- Opening Delimiter -

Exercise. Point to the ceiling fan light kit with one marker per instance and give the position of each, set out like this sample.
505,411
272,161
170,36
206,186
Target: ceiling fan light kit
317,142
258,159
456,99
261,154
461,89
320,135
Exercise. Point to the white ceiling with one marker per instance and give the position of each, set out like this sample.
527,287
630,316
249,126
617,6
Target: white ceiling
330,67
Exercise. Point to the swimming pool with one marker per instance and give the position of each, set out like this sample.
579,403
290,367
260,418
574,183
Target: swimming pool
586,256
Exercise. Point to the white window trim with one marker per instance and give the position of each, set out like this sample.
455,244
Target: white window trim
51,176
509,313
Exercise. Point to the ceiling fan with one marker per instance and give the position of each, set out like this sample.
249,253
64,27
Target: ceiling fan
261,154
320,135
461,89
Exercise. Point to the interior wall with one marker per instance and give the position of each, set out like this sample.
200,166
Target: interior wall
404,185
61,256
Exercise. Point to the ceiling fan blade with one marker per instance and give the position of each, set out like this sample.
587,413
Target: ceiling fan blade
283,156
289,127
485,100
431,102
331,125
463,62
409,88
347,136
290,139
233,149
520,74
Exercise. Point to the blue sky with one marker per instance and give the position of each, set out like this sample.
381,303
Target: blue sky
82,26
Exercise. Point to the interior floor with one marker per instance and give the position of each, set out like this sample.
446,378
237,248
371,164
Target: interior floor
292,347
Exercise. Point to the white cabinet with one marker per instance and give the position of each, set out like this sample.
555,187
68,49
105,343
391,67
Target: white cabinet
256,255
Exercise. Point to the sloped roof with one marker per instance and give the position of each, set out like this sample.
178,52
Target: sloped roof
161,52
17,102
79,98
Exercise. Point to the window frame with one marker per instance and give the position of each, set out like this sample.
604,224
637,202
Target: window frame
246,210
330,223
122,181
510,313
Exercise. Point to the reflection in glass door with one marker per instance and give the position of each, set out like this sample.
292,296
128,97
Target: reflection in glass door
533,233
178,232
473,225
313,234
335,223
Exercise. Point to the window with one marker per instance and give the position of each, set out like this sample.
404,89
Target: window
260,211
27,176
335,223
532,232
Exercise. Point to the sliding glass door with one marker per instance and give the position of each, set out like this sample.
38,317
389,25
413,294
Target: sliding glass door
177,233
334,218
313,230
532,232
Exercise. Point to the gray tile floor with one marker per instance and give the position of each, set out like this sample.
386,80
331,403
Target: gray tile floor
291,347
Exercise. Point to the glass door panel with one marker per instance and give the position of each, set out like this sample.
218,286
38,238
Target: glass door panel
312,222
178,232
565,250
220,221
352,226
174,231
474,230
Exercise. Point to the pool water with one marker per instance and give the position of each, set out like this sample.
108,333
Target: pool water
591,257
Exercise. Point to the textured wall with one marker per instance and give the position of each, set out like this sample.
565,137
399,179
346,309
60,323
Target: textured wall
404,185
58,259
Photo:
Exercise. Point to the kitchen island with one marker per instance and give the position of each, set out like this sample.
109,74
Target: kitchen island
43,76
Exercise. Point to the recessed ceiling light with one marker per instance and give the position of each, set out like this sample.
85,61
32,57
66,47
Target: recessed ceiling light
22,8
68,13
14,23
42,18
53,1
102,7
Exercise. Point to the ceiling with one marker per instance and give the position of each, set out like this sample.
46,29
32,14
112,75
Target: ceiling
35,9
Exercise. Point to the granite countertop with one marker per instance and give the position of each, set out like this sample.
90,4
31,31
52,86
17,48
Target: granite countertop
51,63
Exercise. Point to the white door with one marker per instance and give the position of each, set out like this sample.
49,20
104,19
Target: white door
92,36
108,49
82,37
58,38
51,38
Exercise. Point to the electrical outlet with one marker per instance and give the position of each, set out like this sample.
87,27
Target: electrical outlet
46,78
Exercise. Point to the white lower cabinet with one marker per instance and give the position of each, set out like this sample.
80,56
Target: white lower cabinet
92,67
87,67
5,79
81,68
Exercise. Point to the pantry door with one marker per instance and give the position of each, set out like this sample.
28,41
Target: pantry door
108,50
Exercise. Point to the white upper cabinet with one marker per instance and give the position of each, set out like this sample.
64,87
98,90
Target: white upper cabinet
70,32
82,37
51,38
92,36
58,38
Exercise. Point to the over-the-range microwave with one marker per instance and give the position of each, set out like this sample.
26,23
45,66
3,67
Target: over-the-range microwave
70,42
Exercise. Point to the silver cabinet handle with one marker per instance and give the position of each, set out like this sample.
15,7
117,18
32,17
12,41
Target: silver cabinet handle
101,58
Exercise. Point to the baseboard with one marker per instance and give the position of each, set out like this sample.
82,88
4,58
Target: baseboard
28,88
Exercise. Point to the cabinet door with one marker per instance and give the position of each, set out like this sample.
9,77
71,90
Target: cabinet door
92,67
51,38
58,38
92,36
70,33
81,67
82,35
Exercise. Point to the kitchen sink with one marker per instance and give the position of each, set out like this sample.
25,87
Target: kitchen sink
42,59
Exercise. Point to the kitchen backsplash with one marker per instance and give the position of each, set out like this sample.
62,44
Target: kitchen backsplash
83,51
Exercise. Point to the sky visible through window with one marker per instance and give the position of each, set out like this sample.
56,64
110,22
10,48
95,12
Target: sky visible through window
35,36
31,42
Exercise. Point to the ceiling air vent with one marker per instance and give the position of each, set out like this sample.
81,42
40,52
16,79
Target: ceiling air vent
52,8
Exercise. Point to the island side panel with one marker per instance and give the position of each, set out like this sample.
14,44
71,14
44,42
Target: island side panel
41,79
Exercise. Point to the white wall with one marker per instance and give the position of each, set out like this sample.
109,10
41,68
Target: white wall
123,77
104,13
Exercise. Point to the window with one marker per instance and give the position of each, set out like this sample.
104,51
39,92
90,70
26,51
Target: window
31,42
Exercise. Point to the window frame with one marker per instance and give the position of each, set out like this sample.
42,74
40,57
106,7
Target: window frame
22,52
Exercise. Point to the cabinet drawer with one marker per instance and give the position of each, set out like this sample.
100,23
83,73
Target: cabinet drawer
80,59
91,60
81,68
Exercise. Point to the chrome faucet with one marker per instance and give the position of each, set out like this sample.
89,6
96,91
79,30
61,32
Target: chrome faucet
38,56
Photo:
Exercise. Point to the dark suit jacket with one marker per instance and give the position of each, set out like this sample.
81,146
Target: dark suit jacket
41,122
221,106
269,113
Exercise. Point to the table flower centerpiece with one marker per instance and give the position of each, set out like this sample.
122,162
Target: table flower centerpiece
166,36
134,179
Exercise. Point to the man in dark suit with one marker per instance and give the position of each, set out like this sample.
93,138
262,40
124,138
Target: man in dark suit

- Closing Delimiter -

_Exercise_
Keep every word intact and transcribe the records in full.

_Exercise answer_
Exercise. Point to the ceiling fan light kit with one marker per instance and give the position of each, set out like this sample.
505,411
272,161
170,36
206,186
Target: ceiling fan light kit
317,142
258,159
456,99
261,154
461,89
320,135
Exercise. Point to the white ceiling with one marker per instance and give the position of each, set out like this sample.
527,287
630,316
249,126
617,6
Target: white ceiling
330,67
Exercise. Point to the swimming pool with one marker per instance and give the position of each, set out like this sample.
579,403
290,367
260,418
574,183
Target: swimming pool
586,256
Exercise. Point to the white window trim with one marker per instance and give the position of each, set out like this sample.
455,244
Target: white window trim
51,176
509,313
Exercise. Point to the ceiling fan with one marker per instance and give the position of each, set out like this sample.
249,253
64,27
Target: ceiling fan
261,154
320,135
461,89
Exercise. Point to the interior wall with one marker per instance and give the position of each, set out like this sample.
200,166
Target: interior wall
404,185
61,256
Exercise. Point to the ceiling fan blade with one marker per instance and give the position of each, set out like this sample.
587,413
Target: ceiling fan blade
283,156
289,127
485,100
431,102
331,125
463,62
409,88
347,136
290,139
233,149
520,74
Exercise. Point to the blue sky with one marker per instance and give the position of each, set out like this sample.
381,303
Target: blue sky
82,26
Exercise. Point to the interior floor with one marker per instance and give the position of each, set out like this sample.
446,378
237,248
371,164
Target: interior floor
292,347
Exercise. Point to the white cabinet with one marker per instance and give the position of each, set out like this sample.
555,187
68,49
105,343
391,67
Target: white cabinet
256,255
Exercise. Point to the sloped roof with one marker per instance and give the position of each, set out like this sample.
178,52
Target: sloped roof
161,52
17,102
79,98
Exercise. Point to the window frame with one marker per instance and give the position of each, set out like this sample.
604,224
637,202
Target: window frame
246,210
330,223
122,181
510,313
Exercise. Point to the reflection in glass door with one marker per instance and give the position of each, set out like this sample.
292,296
128,97
Target: reflection in glass door
533,233
178,232
473,225
313,234
335,223
Exercise. Point to the window with one marker per instance and give the position of each, set out like this sample.
404,89
Target: window
260,211
27,176
335,223
532,232
Exercise. Point to the sliding glass door with one marker per instance and give the position of each, set out like this sample.
38,317
389,25
413,294
Target: sliding glass door
177,233
334,218
313,230
532,232
Exercise. Point to the gray tile floor with one marker per instance and give the position of each, set out like this sample.
386,80
331,403
Target: gray tile floor
291,347
Exercise. Point to the glass door panel with one marker per instance and give the position of each, set out like this sample.
218,286
38,238
Target: glass door panel
312,222
178,232
565,250
220,221
352,226
174,231
474,230
Exercise. Point to the pool water with one marker per instance and give the position of each, set out like this sample.
108,333
Target: pool water
591,257
Exercise. Point to the textured wall with one marker per instance and give the position of each, set out like this sample.
565,137
399,179
346,309
60,323
Target: textured wall
404,185
58,259
Photo:
Exercise. Point to the kitchen island with one marker per instance and give the position of each, set out like this sample.
109,74
Target: kitchen island
43,76
Exercise. Point to the recessed ceiling light with one marker per instance and give the position of each, set out like this sample.
85,61
32,57
66,47
Target: recessed ceiling light
22,8
68,13
14,23
42,18
53,1
102,7
Exercise. Point to the ceiling with one marker per instance and give the position of each, set out like this sample.
46,29
32,14
112,75
Target: ceiling
35,9
Exercise. Point to the granite countertop with one marker per instance and give the position of each, set out like this sample.
90,4
31,31
52,86
17,48
Target: granite countertop
51,63
Exercise. Point to the white door with one marker per instance and give the position of each, set out like this sample.
49,20
104,19
Target: white door
92,36
108,49
82,37
58,38
51,38
Exercise. Point to the electrical outlet with one marker per instance and give the position of each, set out like this sample.
87,27
Target: electrical outlet
46,78
Exercise. Point to the white lower cabinet with one marker per instance and give the position of each, set out like this sample.
80,56
Target: white lower cabinet
92,67
87,67
5,79
81,68
Exercise. Point to the pantry door with one marker per instance and give the position of each, set out like this sample.
28,41
Target: pantry door
108,50
Exercise. Point to the white upper cabinet with one marker per instance and give the position of each, set out like this sample.
64,87
98,90
Target: white upper cabinet
70,32
82,37
51,38
92,36
58,38
Exercise. Point to the over-the-range microwave with one marker per instance and give the position of each, set out like this sample.
26,23
45,66
3,67
Target: over-the-range microwave
70,42
Exercise. Point to the silver cabinet handle with one marker per instance and give the position of each, set out like this sample.
15,7
117,18
32,17
12,41
Target: silver cabinet handle
101,58
Exercise. Point to the baseboard with one marker per instance and give the position of each, set out like this sample.
82,88
4,58
Target: baseboard
28,88
Exercise. Point to the cabinet door with one marker per instance and give the position of each, set out like this sample.
9,77
71,90
Target: cabinet door
92,67
51,38
58,38
92,36
70,33
81,67
82,35
Exercise. Point to the kitchen sink with one marker per instance and give the position of each, set out like this sample.
25,87
Target: kitchen sink
42,59
Exercise. Point to the kitchen backsplash with one marker per instance and give the position of each, set out like this sample.
62,44
Target: kitchen backsplash
83,51
Exercise. Point to the sky visible through window with one marker per instance and give the position of each, set out like this sample.
56,64
110,22
10,48
95,12
Target: sky visible through window
35,36
31,42
Exercise. Point to the ceiling air vent with one marker per instance and give the position of each, set out like this sample.
81,42
40,52
16,79
Target: ceiling air vent
52,8
Exercise. Point to the island side panel with one marker per instance and give the position of each, set out like this sample.
14,44
71,14
44,42
Target: island side panel
41,79
Exercise. Point to the white wall with one marker per instance and give the position of each, set out like this sample.
109,10
41,68
Target: white wall
123,77
104,13
Exercise. Point to the window with one marker per instance and give the position of each, set out like this sample.
104,51
39,92
90,70
26,51
Target: window
31,42
Exercise. Point to the window frame with one marker per instance and give the position of each, set out like this sample.
42,74
40,57
106,7
Target: window frame
22,52
Exercise. Point to the cabinet drawer with one marker per instance and give the position of each, set out like this sample.
100,23
83,73
Target: cabinet drawer
80,59
91,60
81,68
Exercise. Point to the chrome faucet with one marker per instance and give the position of each, set out like this sample.
89,6
96,91
79,30
61,32
Target: chrome faucet
38,56
Photo:
Exercise. Point to the dark suit jacket with one marker per instance and give the position of each, set out like this sample.
81,146
Target: dark suit jacket
41,122
221,106
269,113
Exercise. Point to the table flower centerpiece with one marker per instance and give the position of each, set out like this sample.
122,162
Target: table flower centerpiece
166,36
134,179
Exercise. Point to the man in dark suit with one marker per instance and give the position of each, set out like this sample.
93,138
262,40
124,138
Target: man in dark suit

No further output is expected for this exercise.